## Ejercicios propuestos
[a] Indica si cada afirmación coincide con el fragmento sobre el año alquímico y cita las palabras que lo deciden: (i) el año alquímico es una órbita en torno a un Sol Central; (ii) la órbita marca el tiempo con un péndulo visible; (iii) la órbita mal establecida se pierde en pensamientos orientados al fuego de carbón.
[b] Según el fragmento sobre el año alquímico, ¿cómo se llama ahora el zodiaco?
[c] Prosigue el fragmento sobre el año alquímico a partir de la oración que termina en «rudas vallas psicológicas».

## Fragmento
El
año alquímico es una órbita en torno a un Sol Central, una órbita que pasa por
el zodiaco en su actual configuración, el cual es ahora el zodiaco
metropolitano, y que marca el tiempo correspondiente a cada temperamento de la
naturaleza según la estación del año, y lo hace con el péndulo invisible de las
pulsaciones terrestres.
La
órbita que no ha sido bien establecida se pierde en pensamientos espurios
orientados al fuego de leña, siempre consumidos y vueltos a ceniza que estorba
el aire, y, por ende, el juicio. La buena orientación del curso cósmico, la
perfecta adaptación a los estados sólidos, líquidos y gaseosos que pasan de la
atmósfera al simple plano emocional, a veces chocan violentamente contra rudas
vallas psicológicas.

Datos de localización basados en imágenes:
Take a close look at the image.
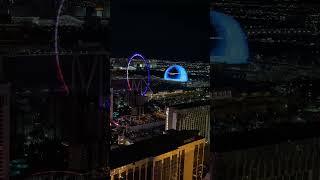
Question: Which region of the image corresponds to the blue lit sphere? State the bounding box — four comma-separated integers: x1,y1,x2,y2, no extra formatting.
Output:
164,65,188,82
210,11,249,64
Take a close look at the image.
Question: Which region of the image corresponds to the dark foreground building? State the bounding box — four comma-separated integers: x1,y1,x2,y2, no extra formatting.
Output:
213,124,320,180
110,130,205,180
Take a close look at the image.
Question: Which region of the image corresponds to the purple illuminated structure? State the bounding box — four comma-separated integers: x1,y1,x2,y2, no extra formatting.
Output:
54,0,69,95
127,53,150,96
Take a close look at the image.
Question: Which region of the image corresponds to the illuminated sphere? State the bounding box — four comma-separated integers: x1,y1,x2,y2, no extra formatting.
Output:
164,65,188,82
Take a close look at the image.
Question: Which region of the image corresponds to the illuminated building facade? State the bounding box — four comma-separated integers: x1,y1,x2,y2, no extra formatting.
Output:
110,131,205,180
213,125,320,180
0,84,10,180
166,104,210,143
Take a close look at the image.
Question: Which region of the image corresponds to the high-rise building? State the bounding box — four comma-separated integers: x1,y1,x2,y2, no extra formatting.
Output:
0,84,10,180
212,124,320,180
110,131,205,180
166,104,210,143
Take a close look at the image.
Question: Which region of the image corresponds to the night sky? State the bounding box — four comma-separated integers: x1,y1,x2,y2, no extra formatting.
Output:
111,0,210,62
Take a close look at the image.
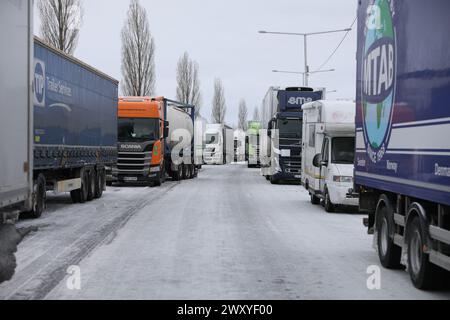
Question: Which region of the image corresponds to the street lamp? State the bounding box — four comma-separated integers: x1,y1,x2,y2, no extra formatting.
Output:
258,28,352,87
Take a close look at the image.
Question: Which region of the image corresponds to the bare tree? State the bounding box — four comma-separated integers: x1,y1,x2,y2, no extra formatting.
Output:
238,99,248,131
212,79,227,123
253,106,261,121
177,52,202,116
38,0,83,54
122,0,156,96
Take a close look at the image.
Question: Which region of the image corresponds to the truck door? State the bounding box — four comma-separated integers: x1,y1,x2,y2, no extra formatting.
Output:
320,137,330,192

...

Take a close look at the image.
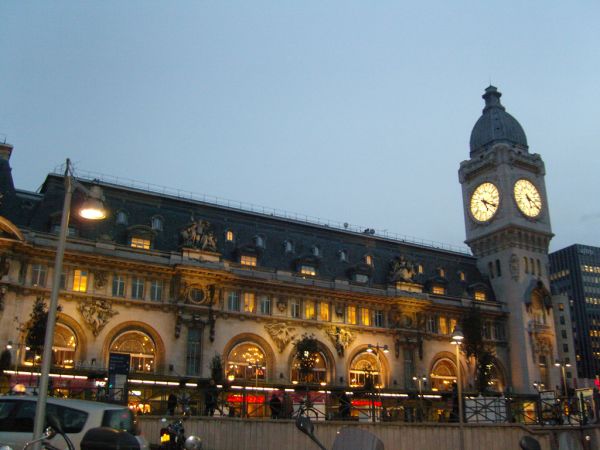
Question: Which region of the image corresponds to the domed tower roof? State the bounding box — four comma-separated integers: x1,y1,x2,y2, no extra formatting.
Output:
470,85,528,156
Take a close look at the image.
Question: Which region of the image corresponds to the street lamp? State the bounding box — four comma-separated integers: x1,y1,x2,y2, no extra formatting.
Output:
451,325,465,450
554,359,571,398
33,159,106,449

## Respuestas
[a]
(i) Sí: «El año alquímico es una órbita en torno a un Sol Central».
(ii) No: «con el péndulo invisible de las pulsaciones terrestres».
(iii) No: «orientados al fuego de leña».

[b] Es ahora el zodiaco metropolitano.

[c]
La
órbita de los pensamientos debe ser en torno al oro espiritual. La órbita de
las emociones debe ser en torno al amor y la generosidad. La órbita del cuerpo
debe ser en torno a la voluntad del alquimista, en parte, pero debe también seguir
los procesos naturales referentes a su biología, y en eso el filósofo también
coopera con el buen mantenimiento de su horno alquímico, que es la buena salud
de su cuerpo y de su alma.
El
año alquímico varía según la constitución interna del alquimista. Las
estaciones del año terrestre no siempre se corresponden con las etapas de
crecimiento del cuerpo luminoso, el que se va desarrollando a expensas de su
voluntad. El filósofo debe adaptar sus instintos astrales al proceso de
renovación marcado por factores netamente astrales, como los equinoccios y
solsticios. Es bien sabido que la energía emitida por los astros puede ser
captada en un recipiente preparado con agua y sal según el arte de los antiguos
maestros.
La
prolongación de la vida puede ser alcanzada según este método de adaptación y
flexibilidad.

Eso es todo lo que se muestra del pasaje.